TEXT SECTION:
START
On the other hand, @gcolvin would be okay with updating the current EIP with an errata section.

Would you be okay with submitting the updated version as a new EIP?

Hi @SamWilsn, many thanks for your feedback. I agree that introducing new restrictions in a finalized EIP is not a good practice. In fact, the PR here does not mean to introduce any new restrictions or extensions - it aims to clarify some frequency asked questions when others try to implement or use the standard (e.g., https://github.com/nand2/evm-browser from @nand2 ) and fix the obvious errors (especially the default return bytes in "(bytes32)" is definitively wrong) without changing the semantics. For example, original EIP does not mention the return type of resolveMode(), which creates confusion for implementors to choose between bytes32 or bytes (surprisedly, solidity can return a string in both types).

I can definitively introduce a new EIP to clarify all these, but this creates fragility of the EIP and the users have to check multiple EIPs before fully understand how it works. This raises a general question regarding how to deal with a long-term evolving standard in our EIP process - taking URL standard as an example, it has been evolving for multiple versions over a decade (from RFC 1738 to RFC 2396 to RFC 3986), and the HTTP standard is still evolving after several decades.
END
SET PROBLEM: Write the next part of the forum discussion about updating a finalized EIP, starting right after its last sentence.

RECORD SET:
START
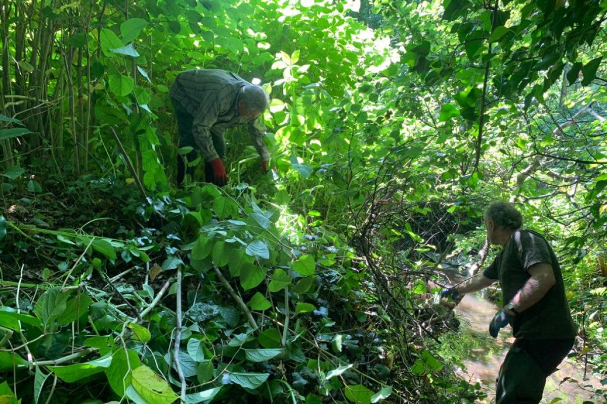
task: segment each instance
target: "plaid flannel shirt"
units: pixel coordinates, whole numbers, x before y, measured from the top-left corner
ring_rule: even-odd
[[[262,160],[270,159],[270,151],[263,141],[265,125],[259,118],[247,121],[238,114],[240,88],[248,84],[237,75],[219,69],[193,69],[177,76],[169,95],[194,117],[194,142],[206,161],[219,157],[212,134],[223,138],[226,128],[245,123]]]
END
EXERCISE ANSWER:
One feature of RFCs may help solve our problem is that it supports Errata for an RFC (https://www.rfc-editor.org/errata_search.php?rfc=2396), and it has a couple of fields in header to maintain the evolution history such as

  • updates tells which RFCs the current RFC amend for (e.g., RFC 2396 updates RFC 1738, 1808)
  • updated by tells which following RFCs amend the current RFC (e.g., RFC 2396 is updated by RFC 2732)
  • 'obsoleted by` tells which RFC override the current RFC (e.g., RFC 2396 is obsoleted by RFC 3986)

Based on the practice of RFCs, I would like to propose to either

  1. Move the changes of the PR in the Errata section of EIP-4804 as suggested by @gcolvin since we have to clarify these and make them as a whole; or
  2. Create a new EIP for this with updates field to EIP-4804 and add updated-by field in EIP-4804 to point to the new EIP.

Note that my observation of updates and updated-by in RPC are that they are generally used for extensions, and for Errata in an RFC, it just incorporated into an RFC directly (see https://www.rfc-editor.org/errata_search.php?rfc=2396). So, I would personally suggest to follow the RFC practices and use method 1. What do you think?

@SamWilsn
Copy link
Contributor

Unfortunately forward-pointing fields (eg. superseded-by, updated by, obsoleted by) require modifying the original EIP. Who should have permission to do that? Once an EIP goes Final, it's "owned" by the community at large, so giving that power to the author seems unreasonable. Imagine if an author released a spec with a known vulnerability/weakness, got a bunch of people to implement it, then released a new standard with a better implementation day one. It would be very anti-competitive at best.

On the other hand, backward pointing header fields (eg. updates, supersedes) would be less problematic, but we've never really discussed adding them.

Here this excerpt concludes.